— EXCERPTED DATA —
↓
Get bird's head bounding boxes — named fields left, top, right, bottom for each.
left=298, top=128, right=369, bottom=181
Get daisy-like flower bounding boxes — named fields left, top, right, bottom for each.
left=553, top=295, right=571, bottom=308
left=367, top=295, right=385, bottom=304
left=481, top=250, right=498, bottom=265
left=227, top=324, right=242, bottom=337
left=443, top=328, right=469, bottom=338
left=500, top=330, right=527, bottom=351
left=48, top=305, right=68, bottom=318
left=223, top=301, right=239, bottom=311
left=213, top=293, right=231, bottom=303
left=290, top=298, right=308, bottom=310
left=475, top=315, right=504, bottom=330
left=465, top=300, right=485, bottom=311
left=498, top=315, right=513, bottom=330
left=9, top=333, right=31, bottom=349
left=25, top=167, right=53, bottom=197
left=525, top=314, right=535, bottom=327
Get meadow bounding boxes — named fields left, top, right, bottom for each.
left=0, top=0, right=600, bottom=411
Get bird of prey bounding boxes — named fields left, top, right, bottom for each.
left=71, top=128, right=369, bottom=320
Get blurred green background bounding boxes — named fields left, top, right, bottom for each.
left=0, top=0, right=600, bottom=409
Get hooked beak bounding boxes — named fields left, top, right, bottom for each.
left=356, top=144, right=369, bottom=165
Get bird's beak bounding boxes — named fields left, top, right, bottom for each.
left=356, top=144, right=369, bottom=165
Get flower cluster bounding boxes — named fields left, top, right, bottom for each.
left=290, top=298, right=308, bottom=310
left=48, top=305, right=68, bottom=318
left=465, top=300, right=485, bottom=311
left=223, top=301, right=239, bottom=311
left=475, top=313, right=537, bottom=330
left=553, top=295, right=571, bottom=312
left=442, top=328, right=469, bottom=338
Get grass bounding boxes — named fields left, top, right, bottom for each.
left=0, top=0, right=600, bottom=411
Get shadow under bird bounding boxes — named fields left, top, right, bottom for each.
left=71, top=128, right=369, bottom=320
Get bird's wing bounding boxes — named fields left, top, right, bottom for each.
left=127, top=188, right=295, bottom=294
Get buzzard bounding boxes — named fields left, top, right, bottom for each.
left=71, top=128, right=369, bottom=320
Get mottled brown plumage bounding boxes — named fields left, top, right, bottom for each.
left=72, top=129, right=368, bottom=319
↑
Could you copy all of the data above line for line, without changing a single character?

Get bird's head bounding boxes — named fields left, top, right, bottom for each.
left=298, top=128, right=369, bottom=181
Get daisy-like flower bounding boxes — named fields left, top, right, bottom for each.
left=553, top=295, right=571, bottom=308
left=367, top=295, right=385, bottom=304
left=481, top=250, right=498, bottom=265
left=227, top=324, right=242, bottom=337
left=443, top=328, right=469, bottom=338
left=500, top=330, right=527, bottom=351
left=48, top=305, right=68, bottom=318
left=223, top=301, right=239, bottom=311
left=213, top=293, right=231, bottom=303
left=290, top=298, right=308, bottom=310
left=475, top=315, right=504, bottom=330
left=465, top=300, right=485, bottom=311
left=498, top=315, right=513, bottom=330
left=9, top=333, right=31, bottom=349
left=25, top=167, right=53, bottom=197
left=525, top=314, right=535, bottom=327
Get meadow bounding boxes — named fields left, top, right, bottom for each.
left=0, top=0, right=600, bottom=411
Get bird of prey bounding boxes — named fields left, top, right, bottom for each.
left=71, top=128, right=369, bottom=320
Get blurred green background bounding boxes — named fields left, top, right, bottom for each.
left=0, top=0, right=600, bottom=409
Get hooked beak bounding boxes — named fields left, top, right, bottom for each.
left=356, top=144, right=369, bottom=165
Get bird's beak bounding boxes — named fields left, top, right, bottom for each.
left=356, top=144, right=369, bottom=165
Get flower cluster bounding boxes — named fields left, top, right, bottom for each.
left=290, top=298, right=308, bottom=310
left=48, top=305, right=68, bottom=318
left=465, top=300, right=485, bottom=311
left=223, top=301, right=239, bottom=311
left=475, top=313, right=537, bottom=330
left=553, top=295, right=571, bottom=312
left=442, top=328, right=469, bottom=338
Get grass bounding boxes — named fields left, top, right, bottom for each.
left=0, top=0, right=600, bottom=411
Get shadow under bird bounding boxes — named fields left, top, right, bottom for each.
left=71, top=128, right=369, bottom=320
Get bird's wing bounding boxes — named fields left, top, right, bottom for each.
left=127, top=188, right=295, bottom=294
Get buzzard bounding boxes — named fields left, top, right, bottom for each.
left=71, top=128, right=369, bottom=320
Get mottled brown plumage bounding boxes — named fields left, top, right, bottom for each.
left=72, top=129, right=368, bottom=319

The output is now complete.